======== TASK DATA
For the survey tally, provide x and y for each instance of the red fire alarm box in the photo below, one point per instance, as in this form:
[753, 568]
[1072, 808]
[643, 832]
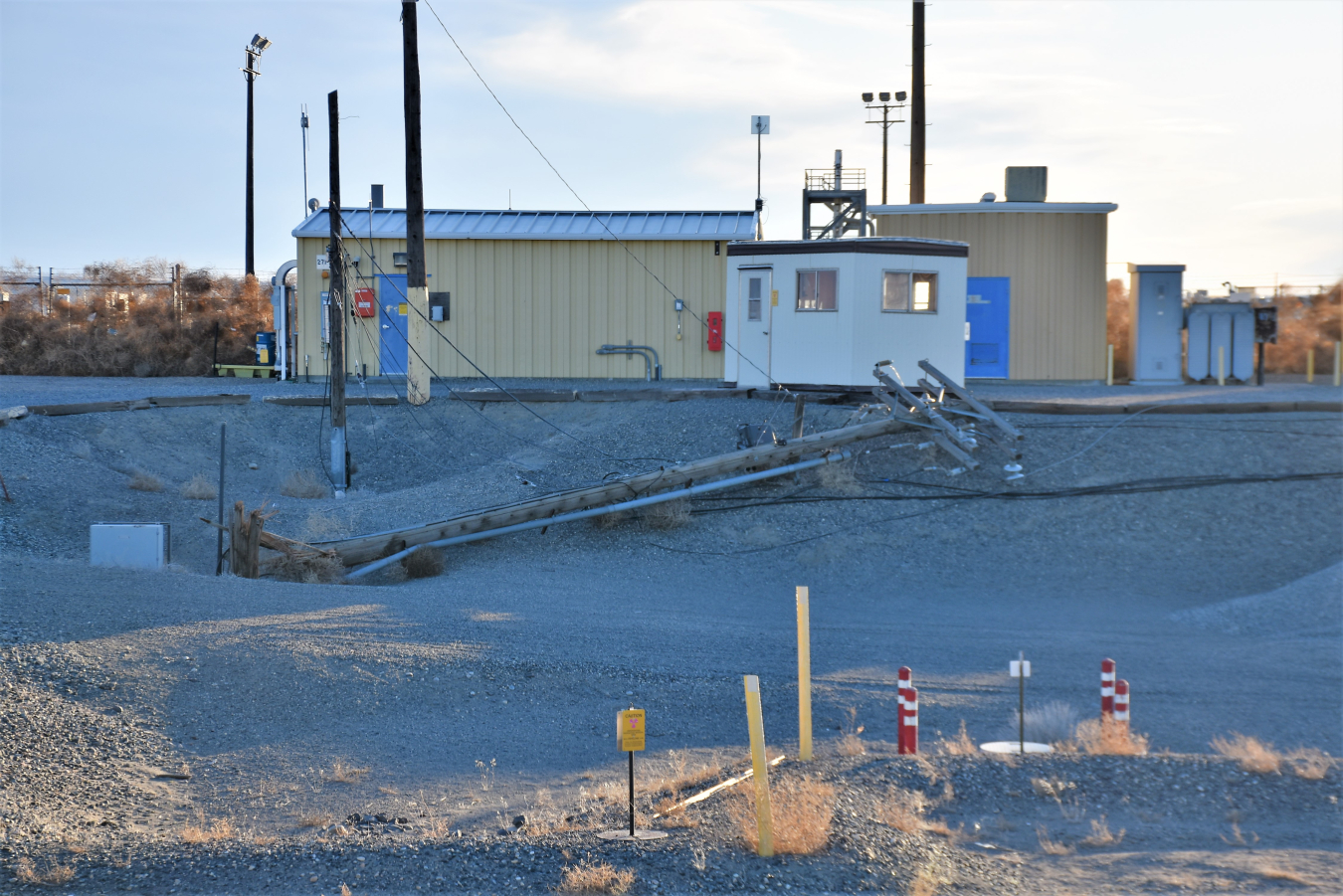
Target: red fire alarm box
[364, 303]
[714, 321]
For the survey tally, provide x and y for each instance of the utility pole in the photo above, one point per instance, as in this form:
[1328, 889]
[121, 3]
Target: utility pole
[417, 282]
[336, 257]
[252, 73]
[917, 117]
[885, 106]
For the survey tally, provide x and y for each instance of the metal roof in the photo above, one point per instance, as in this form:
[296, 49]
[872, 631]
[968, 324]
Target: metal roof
[943, 209]
[452, 223]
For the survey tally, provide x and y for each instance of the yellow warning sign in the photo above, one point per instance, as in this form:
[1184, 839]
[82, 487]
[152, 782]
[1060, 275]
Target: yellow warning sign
[629, 726]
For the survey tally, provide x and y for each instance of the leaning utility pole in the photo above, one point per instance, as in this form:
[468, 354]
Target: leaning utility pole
[417, 283]
[336, 257]
[916, 114]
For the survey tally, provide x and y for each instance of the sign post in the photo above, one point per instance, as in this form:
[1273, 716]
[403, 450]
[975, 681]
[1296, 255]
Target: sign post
[1020, 669]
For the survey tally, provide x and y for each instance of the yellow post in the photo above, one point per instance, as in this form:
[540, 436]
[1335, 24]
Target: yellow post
[803, 673]
[759, 766]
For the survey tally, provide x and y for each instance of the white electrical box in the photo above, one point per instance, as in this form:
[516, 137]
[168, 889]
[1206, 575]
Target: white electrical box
[137, 546]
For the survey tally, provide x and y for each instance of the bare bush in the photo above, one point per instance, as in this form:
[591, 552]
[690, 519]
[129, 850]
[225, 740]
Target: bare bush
[303, 483]
[1250, 754]
[199, 488]
[142, 481]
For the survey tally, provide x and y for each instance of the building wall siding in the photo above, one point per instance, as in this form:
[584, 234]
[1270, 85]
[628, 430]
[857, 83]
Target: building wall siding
[1057, 268]
[541, 308]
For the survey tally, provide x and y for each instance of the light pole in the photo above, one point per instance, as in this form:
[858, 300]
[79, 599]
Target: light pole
[885, 121]
[250, 72]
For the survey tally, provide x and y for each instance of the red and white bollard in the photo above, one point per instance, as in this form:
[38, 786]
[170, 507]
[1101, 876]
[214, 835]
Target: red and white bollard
[1121, 701]
[902, 696]
[1107, 686]
[910, 726]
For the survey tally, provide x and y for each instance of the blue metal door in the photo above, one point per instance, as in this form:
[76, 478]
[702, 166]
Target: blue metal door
[987, 317]
[392, 322]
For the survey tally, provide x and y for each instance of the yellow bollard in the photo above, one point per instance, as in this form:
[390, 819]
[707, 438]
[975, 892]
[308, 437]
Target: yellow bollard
[803, 673]
[759, 766]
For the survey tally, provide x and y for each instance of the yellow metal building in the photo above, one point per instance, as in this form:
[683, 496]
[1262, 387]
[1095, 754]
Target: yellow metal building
[1054, 259]
[524, 293]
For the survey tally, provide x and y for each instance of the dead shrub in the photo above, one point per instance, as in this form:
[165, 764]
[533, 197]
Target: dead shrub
[1101, 834]
[142, 481]
[958, 746]
[1250, 754]
[202, 833]
[51, 876]
[303, 483]
[425, 563]
[1309, 763]
[1108, 738]
[1052, 846]
[342, 774]
[802, 810]
[669, 515]
[199, 488]
[591, 876]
================
(STATED TASK): Copy each line exactly, from the line containing "the yellow metal" down to the last line of the material, and no other lines.

(FINISHED TASK):
For the survey tally, provide x and y for each instance of the yellow metal building in the photo above, one point per instance, as in this form:
[683, 496]
[1262, 387]
[1095, 754]
Target: yellow metal building
[1054, 259]
[524, 293]
For the survey tally, provide x and y for each instance of the dead shrub in the photo above, one point per instance, as in this form:
[165, 764]
[533, 197]
Target: dead shrub
[1101, 834]
[142, 481]
[958, 746]
[1250, 754]
[202, 833]
[51, 876]
[303, 483]
[425, 563]
[1309, 763]
[1108, 738]
[1052, 846]
[342, 774]
[802, 810]
[669, 515]
[199, 488]
[591, 876]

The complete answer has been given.